◆ **AIM OF THE EXERCISE**
Can you copy these lines word for word, starting at the line that contains "Return the mask of every instance of the white" and stopping after the line that contains "72L335 70L332 70L329"?

Some rows:
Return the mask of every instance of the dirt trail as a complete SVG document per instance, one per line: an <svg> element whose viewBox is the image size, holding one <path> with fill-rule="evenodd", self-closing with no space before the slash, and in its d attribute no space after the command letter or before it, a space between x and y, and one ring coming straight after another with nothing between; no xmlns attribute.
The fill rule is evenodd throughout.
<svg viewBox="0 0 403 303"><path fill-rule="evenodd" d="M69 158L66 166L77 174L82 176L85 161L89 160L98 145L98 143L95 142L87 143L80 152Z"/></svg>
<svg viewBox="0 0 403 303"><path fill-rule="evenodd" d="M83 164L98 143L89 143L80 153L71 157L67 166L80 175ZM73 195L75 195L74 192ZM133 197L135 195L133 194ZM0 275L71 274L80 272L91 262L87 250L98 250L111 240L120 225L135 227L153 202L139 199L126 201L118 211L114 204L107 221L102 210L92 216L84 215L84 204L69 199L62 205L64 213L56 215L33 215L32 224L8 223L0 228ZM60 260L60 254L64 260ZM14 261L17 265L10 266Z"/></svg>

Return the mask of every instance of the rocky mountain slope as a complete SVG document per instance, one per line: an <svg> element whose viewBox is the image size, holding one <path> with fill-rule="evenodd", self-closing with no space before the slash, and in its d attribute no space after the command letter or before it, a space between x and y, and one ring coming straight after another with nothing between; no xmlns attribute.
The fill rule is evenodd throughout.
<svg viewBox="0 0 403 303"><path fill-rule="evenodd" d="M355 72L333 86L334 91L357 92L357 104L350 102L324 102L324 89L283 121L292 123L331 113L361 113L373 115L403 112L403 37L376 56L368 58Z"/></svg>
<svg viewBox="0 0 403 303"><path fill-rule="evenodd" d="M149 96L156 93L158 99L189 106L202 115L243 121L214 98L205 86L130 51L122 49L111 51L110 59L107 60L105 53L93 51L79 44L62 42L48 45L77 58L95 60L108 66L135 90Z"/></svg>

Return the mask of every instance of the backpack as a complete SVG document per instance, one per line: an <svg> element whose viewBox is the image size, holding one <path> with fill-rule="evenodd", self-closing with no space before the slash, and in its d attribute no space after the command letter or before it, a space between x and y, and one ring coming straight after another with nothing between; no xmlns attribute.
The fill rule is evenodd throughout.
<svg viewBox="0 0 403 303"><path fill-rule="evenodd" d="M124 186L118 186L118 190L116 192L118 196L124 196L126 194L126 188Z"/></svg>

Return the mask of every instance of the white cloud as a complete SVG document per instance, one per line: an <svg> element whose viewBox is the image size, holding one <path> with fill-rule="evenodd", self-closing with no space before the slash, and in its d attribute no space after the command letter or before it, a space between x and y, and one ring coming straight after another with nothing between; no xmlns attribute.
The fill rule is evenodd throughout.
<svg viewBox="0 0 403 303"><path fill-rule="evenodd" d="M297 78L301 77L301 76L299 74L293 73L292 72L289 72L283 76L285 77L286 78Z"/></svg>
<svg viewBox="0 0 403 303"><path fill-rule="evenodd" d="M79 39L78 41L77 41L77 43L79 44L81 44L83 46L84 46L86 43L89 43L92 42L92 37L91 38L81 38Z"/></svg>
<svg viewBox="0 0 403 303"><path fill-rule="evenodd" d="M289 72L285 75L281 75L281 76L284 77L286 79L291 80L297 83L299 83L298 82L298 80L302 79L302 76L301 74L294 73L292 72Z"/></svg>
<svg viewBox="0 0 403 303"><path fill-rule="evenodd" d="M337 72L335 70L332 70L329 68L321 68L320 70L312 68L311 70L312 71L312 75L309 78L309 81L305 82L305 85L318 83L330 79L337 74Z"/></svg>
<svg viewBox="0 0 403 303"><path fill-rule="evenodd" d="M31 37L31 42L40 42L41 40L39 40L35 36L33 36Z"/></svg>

◆ **TASK OUTPUT**
Return the mask of every instance of the white cloud as a complete SVG document per instance, one per line: an <svg> element whose viewBox is the image size, holding one <path> with fill-rule="evenodd", self-closing with no space before the slash, and in its d attribute no space after the command letter or before it, a space between x and y, and one ring coming straight after another with nothing between; no xmlns attribute.
The fill rule is evenodd throughout.
<svg viewBox="0 0 403 303"><path fill-rule="evenodd" d="M297 78L301 77L301 76L299 74L293 73L292 72L289 72L283 76L285 77L286 78Z"/></svg>
<svg viewBox="0 0 403 303"><path fill-rule="evenodd" d="M79 39L78 41L77 41L77 43L79 44L81 44L83 46L84 46L86 43L89 43L92 42L92 37L91 38L81 38Z"/></svg>
<svg viewBox="0 0 403 303"><path fill-rule="evenodd" d="M289 72L285 75L281 75L281 76L284 77L286 79L291 80L297 83L299 83L298 82L298 80L302 79L302 76L301 74L294 73L292 72Z"/></svg>
<svg viewBox="0 0 403 303"><path fill-rule="evenodd" d="M337 72L335 70L332 70L329 68L321 68L320 70L312 68L311 70L312 71L312 75L309 78L309 81L305 82L305 85L318 83L330 79L337 74Z"/></svg>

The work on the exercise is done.